STORED DATA>
- - - - -

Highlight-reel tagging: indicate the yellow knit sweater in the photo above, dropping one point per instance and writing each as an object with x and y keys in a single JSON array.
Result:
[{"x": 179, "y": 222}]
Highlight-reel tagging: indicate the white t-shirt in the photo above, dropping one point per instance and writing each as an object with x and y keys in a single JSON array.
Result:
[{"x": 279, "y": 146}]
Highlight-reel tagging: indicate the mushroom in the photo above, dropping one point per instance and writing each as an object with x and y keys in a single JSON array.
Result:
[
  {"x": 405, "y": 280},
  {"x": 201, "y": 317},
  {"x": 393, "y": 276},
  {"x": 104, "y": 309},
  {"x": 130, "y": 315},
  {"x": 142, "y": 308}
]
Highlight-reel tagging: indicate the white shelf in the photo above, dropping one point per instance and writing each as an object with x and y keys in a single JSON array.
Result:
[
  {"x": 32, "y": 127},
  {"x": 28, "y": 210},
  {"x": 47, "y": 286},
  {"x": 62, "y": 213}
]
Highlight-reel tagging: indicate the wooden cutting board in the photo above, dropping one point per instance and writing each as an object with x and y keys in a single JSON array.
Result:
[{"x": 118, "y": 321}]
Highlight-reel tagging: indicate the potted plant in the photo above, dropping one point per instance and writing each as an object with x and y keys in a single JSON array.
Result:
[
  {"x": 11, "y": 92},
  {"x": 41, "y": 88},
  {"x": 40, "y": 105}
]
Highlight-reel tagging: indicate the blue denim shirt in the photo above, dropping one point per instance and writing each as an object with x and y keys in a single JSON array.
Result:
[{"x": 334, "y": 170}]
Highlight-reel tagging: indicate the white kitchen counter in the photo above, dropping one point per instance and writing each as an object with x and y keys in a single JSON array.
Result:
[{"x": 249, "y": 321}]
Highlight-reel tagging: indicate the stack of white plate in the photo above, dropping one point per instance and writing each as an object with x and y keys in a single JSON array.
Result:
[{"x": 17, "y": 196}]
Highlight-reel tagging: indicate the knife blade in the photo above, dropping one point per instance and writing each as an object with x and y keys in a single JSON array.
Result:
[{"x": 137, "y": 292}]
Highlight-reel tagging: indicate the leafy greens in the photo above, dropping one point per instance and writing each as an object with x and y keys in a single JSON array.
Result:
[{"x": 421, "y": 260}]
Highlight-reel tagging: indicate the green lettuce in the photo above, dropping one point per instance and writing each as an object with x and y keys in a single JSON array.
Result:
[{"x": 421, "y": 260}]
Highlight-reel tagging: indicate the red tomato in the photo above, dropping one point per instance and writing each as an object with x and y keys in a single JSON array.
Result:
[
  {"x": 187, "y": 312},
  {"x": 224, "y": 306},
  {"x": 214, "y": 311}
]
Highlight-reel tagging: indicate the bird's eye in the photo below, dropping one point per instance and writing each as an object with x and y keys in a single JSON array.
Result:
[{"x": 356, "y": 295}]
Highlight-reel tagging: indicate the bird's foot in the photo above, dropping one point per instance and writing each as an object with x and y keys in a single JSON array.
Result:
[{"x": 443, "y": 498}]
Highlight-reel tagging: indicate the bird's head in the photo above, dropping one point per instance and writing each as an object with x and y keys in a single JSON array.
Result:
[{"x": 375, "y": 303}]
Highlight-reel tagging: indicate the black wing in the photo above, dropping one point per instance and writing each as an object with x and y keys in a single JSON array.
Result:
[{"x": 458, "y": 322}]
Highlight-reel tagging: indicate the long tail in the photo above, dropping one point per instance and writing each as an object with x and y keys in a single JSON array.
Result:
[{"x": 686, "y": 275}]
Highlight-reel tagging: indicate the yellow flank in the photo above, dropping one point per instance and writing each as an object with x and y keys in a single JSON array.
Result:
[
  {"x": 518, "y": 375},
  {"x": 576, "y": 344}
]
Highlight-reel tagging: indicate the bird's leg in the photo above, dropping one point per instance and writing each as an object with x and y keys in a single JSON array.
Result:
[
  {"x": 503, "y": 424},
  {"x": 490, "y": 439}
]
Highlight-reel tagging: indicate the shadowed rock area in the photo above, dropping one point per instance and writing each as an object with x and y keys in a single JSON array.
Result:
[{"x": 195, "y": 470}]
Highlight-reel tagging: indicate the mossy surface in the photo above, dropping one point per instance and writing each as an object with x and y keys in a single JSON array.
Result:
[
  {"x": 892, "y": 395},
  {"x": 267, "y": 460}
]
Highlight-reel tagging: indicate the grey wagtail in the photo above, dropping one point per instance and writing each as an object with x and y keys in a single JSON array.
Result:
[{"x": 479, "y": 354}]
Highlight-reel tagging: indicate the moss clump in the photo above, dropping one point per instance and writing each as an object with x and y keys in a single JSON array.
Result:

- - - - -

PROBLEM DESCRIPTION>
Rewrite the material above as a numbered list, leaving out any blank lines.

PROBLEM SOLUTION>
1. Highlight-reel tagging: indicate the yellow knit sweater in the photo above, dropping one point per instance and writing each as an object with x and y keys in a single JSON array.
2. Result:
3. [{"x": 179, "y": 222}]
4. Highlight-reel tagging: indicate the white t-shirt in the photo above, dropping one point per instance and writing each as an object with x and y keys in a single JSON array.
5. Result:
6. [{"x": 279, "y": 146}]
7. Highlight-reel tagging: indicate the mushroom in the photo above, dropping one point per instance and writing each as an object with x and y keys in a single JSON array.
8. Result:
9. [
10.   {"x": 405, "y": 280},
11.   {"x": 201, "y": 317},
12.   {"x": 393, "y": 276},
13.   {"x": 104, "y": 309},
14.   {"x": 130, "y": 315},
15.   {"x": 142, "y": 308}
16. ]
17. Highlight-reel tagging: indicate the white shelf in the photo above, dropping one point per instance and writing each as an object with x and y keys in a single JSON array.
18. Result:
19. [
20.   {"x": 32, "y": 127},
21.   {"x": 28, "y": 210},
22.   {"x": 47, "y": 286},
23.   {"x": 62, "y": 213}
24. ]
25. Highlight-reel tagging: indicate the wooden cutting board in the photo above, dropping one point per instance and writing each as an object with x and y keys in a single JSON array.
26. Result:
27. [{"x": 118, "y": 321}]
28. Highlight-reel tagging: indicate the potted plant in the photo above, dropping one point per instance and writing each as an object with x and y keys in a single JSON array.
29. Result:
30. [
31.   {"x": 11, "y": 92},
32.   {"x": 41, "y": 88},
33.   {"x": 40, "y": 105}
34. ]
35. Highlight-reel tagging: indicate the blue denim shirt in the photo above, dropping one point per instance and writing each as an object with x and y keys in a single JSON array.
36. Result:
37. [{"x": 334, "y": 170}]
38. Highlight-reel tagging: indicate the white kitchen counter in the photo above, dropping one point per instance and writing each as an object with x and y keys in a single JSON array.
39. Result:
40. [{"x": 249, "y": 321}]
41. Highlight-reel tagging: indicate the stack of white plate in the photo above, dropping one point per instance and writing each as an object with x and y keys in a single JSON array.
42. Result:
43. [{"x": 17, "y": 196}]
44. Highlight-reel tagging: indicate the knife blade in the photo above, dropping one point per instance and writing each as an object with x and y keys in a single JSON array.
45. Result:
46. [{"x": 137, "y": 292}]
47. Highlight-reel tagging: indicate the leafy greens in the photo above, dropping one point per instance and writing each as an object with x and y keys in a single JSON array.
48. Result:
49. [{"x": 421, "y": 260}]
50. Highlight-reel tagging: indicate the green lettuce in the photo above, dropping one point per instance and writing each as an object with x and y keys in a single JSON array.
51. Result:
52. [{"x": 421, "y": 260}]
53. Highlight-reel tagging: indicate the red tomato in the photo above, dropping one point per instance and writing each as an object with x and y keys in a single JSON array.
54. Result:
55. [
56.   {"x": 187, "y": 312},
57.   {"x": 224, "y": 306},
58.   {"x": 214, "y": 311}
59. ]
60. Highlight-reel tagging: indicate the bird's eye in the photo below, dropping one point per instance and writing each as an object with x and y keys in a single JSON array.
61. Result:
62. [{"x": 356, "y": 295}]
63. Highlight-reel tagging: indicate the bird's foot in the photo above, dropping one point per instance and writing each as an object with x and y keys in a single JSON array.
64. Result:
65. [{"x": 443, "y": 498}]
66. Highlight-reel tagging: indicate the bird's head in the photo above, dropping one point per instance and writing each as an object with x and y keys in a single JSON array.
67. Result:
68. [{"x": 375, "y": 303}]
69. Highlight-reel tagging: indicate the black wing in the photo above, dropping one point per instance and writing each as an object with x and y keys in a single JSON array.
70. Result:
71. [{"x": 458, "y": 322}]
72. Highlight-reel tagging: indicate the long tail in the photo above, dropping one point per instance and writing each as an object with x and y keys in a single JSON array.
73. Result:
74. [{"x": 686, "y": 275}]
75. Highlight-reel tagging: indicate the yellow flank in the photo above, dropping one point per instance and writing each as an object with x and y keys in a single JSON array.
76. Result:
77. [
78.   {"x": 518, "y": 375},
79.   {"x": 576, "y": 344}
80. ]
81. Highlight-reel tagging: indicate the bird's leg in the photo above, dropping one point per instance and writing each as an object with x and y keys in a single JSON array.
82. Result:
83. [
84.   {"x": 503, "y": 424},
85.   {"x": 490, "y": 439}
86. ]
87. Highlight-reel tagging: indicate the shadowed rock area in the photo above, dropping one point per instance and writing each as an object with x and y keys in a single JSON array.
88. Result:
89. [{"x": 195, "y": 470}]
90. Highlight-reel tagging: indicate the mossy surface in the photo above, dropping one point per instance and writing each as an object with x and y keys in a single JSON array.
91. Result:
92. [
93.   {"x": 892, "y": 395},
94.   {"x": 267, "y": 460}
95. ]
96. Highlight-reel tagging: indicate the grey wagtail in the photo above, dropping one point per instance and writing each as an object with x and y keys in a single JSON array.
97. Result:
98. [{"x": 479, "y": 354}]
99. Highlight-reel tagging: indicate the moss clump in the photo above, dropping one point per instance and writing each as an object with x and y keys in a single JSON array.
100. Result:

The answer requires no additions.